[Natural language region descriptions]
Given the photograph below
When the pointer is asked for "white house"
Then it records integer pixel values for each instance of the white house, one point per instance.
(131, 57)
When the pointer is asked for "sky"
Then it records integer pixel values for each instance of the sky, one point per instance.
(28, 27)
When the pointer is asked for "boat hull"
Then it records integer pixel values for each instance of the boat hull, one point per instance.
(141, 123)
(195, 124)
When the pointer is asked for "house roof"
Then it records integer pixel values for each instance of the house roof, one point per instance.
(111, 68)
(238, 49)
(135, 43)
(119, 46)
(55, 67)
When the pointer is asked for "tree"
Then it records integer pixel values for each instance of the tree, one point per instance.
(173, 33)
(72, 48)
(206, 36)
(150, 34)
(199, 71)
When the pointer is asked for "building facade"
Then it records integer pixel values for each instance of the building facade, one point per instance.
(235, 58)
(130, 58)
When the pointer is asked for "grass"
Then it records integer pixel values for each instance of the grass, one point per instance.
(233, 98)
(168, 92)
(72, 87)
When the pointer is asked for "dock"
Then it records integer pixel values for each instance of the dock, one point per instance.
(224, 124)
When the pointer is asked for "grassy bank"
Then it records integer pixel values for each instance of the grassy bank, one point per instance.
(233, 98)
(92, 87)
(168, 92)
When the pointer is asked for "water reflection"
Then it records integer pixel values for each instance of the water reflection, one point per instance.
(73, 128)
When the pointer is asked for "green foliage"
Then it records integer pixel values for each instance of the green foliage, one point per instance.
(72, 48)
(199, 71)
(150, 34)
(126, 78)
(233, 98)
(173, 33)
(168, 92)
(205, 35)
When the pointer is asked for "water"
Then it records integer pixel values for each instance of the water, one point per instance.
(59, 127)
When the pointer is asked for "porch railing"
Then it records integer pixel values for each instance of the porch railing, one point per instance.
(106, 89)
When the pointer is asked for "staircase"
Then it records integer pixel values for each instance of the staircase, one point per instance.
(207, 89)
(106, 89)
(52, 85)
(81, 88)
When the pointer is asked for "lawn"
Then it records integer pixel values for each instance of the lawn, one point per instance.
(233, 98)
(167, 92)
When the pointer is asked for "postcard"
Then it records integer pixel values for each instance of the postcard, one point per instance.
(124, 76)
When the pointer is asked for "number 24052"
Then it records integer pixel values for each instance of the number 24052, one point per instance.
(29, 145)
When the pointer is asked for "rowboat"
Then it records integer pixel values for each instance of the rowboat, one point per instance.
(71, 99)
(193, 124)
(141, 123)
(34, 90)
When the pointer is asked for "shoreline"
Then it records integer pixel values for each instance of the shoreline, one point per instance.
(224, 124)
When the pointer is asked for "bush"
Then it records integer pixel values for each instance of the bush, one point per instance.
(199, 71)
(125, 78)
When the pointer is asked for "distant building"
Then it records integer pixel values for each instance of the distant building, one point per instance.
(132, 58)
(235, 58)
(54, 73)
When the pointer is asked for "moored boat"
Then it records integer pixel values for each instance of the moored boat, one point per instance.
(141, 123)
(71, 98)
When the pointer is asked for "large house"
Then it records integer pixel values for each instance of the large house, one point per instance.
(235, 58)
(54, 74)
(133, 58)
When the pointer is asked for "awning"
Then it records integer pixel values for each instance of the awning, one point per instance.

- **Exercise prompt**
Return all lines above that mention the word "awning".

- **Written response**
When the pointer is asked for "awning"
Then it records integer pixel values for each instance of the awning, one point per instance.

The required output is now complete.